- What to do -
1. Write out the passage about Stanley Thayer, starting at "Tag Archives: anti-aircraft" and ending at "by German aircraft.".
2. According to the passage about Stanley Thayer, when did 5 HAA Battery land in France?
3. Extend the passage about Stanley Thayer beyond its last sentence.

Tag Archives: anti-aircraft

BQMS Stanley Thayer MM

Lance Bombardier Stanley Thayer, 27 and from Cosham, was serving with 5th Heavy Anti-Aircraft Battery of the Royal Artillery. 5 HAA Battery were part of 2 Heavy AA Regiment, and were based in Northern France as part of the British Expeditionary Force. They landed in France in November 1939.

As a 27 year old Lance-Bombardier in a regular Artillery unit in 1940, Thayer was almost certainly a pre-war regular soldier. During the German invasion of France and Belgium in the Spring of 1940, Lance Bombardier Thayer found himself facing an attack by German aircraft.

- Collected data -
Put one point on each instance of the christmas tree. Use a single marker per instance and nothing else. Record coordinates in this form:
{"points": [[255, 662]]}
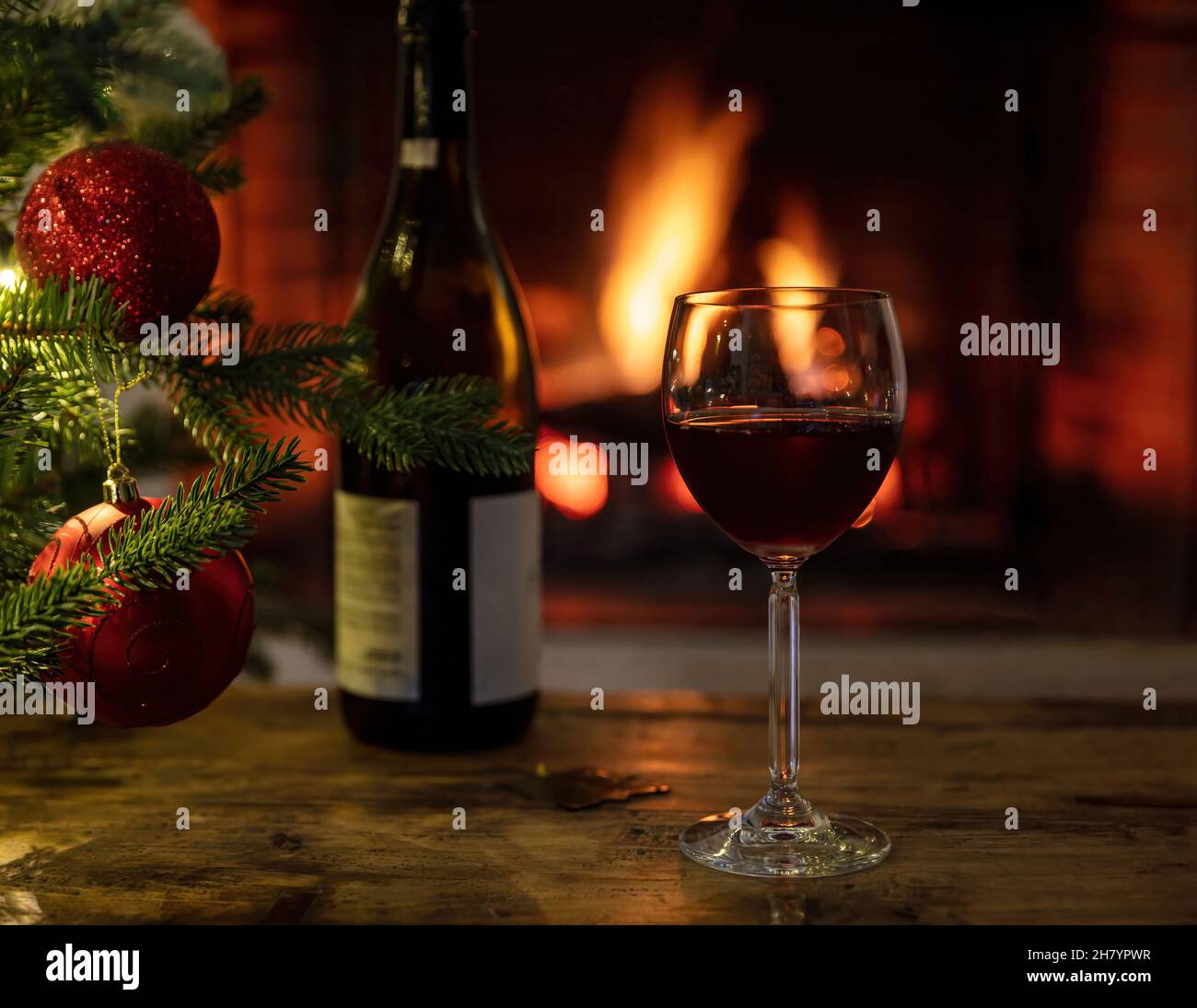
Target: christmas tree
{"points": [[92, 92]]}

- Answer set -
1.
Tag Archives: anti-aircraft

BQMS Stanley Thayer MM

Lance Bombardier Stanley Thayer, 27 and from Cosham, was serving with 5th Heavy Anti-Aircraft Battery of the Royal Artillery. 5 HAA Battery were part of 2 Heavy AA Regiment, and were based in Northern France as part of the British Expeditionary Force. They landed in France in November 1939.

As a 27 year old Lance-Bombardier in a regular Artillery unit in 1940, Thayer was almost certainly a pre-war regular soldier. During the German invasion of France and Belgium in the Spring of 1940, Lance Bombardier Thayer found himself facing an attack by German aircraft.

2. In November 1939.

3.
At 6am on Sunday May 11th, eleven Dornier 215 aircraft flew at a height of about 50 feet very near to the gun position at which the L/Bdr was stationed. The aircraft appeared to be about to attack the gun site since they were flying in line astern formation in the direction of the site. Although a burst of machine gun fire came from one of the planes, and he was standing quite unprotected by any form of emplacement, L/Bdr Thayer opened fire with his Bren Gun. The approach of the aircraft was turned away from the site, five planes flying to one side and six to the other. He engaged each plane as it appeared and one plane appeared to be hit a large number of times.

By his exemplary conduct and coolness in action, L/Bdr Thayer set a very fine example to the remainder of the section and saved the gun site.

Thayer’s Military Medal was announced in the London Gazette on 20 December 1940.

Thayer served on throughout the war, and at some point he was also mentioned in dispatches. In 1944 he was a Battery Quartermaster Sergeant with the 80th Heavy Anti-Aircraft Brigade. 80th HAA Brigade came directly under the command of 21st Army Group in the invasion of Europe.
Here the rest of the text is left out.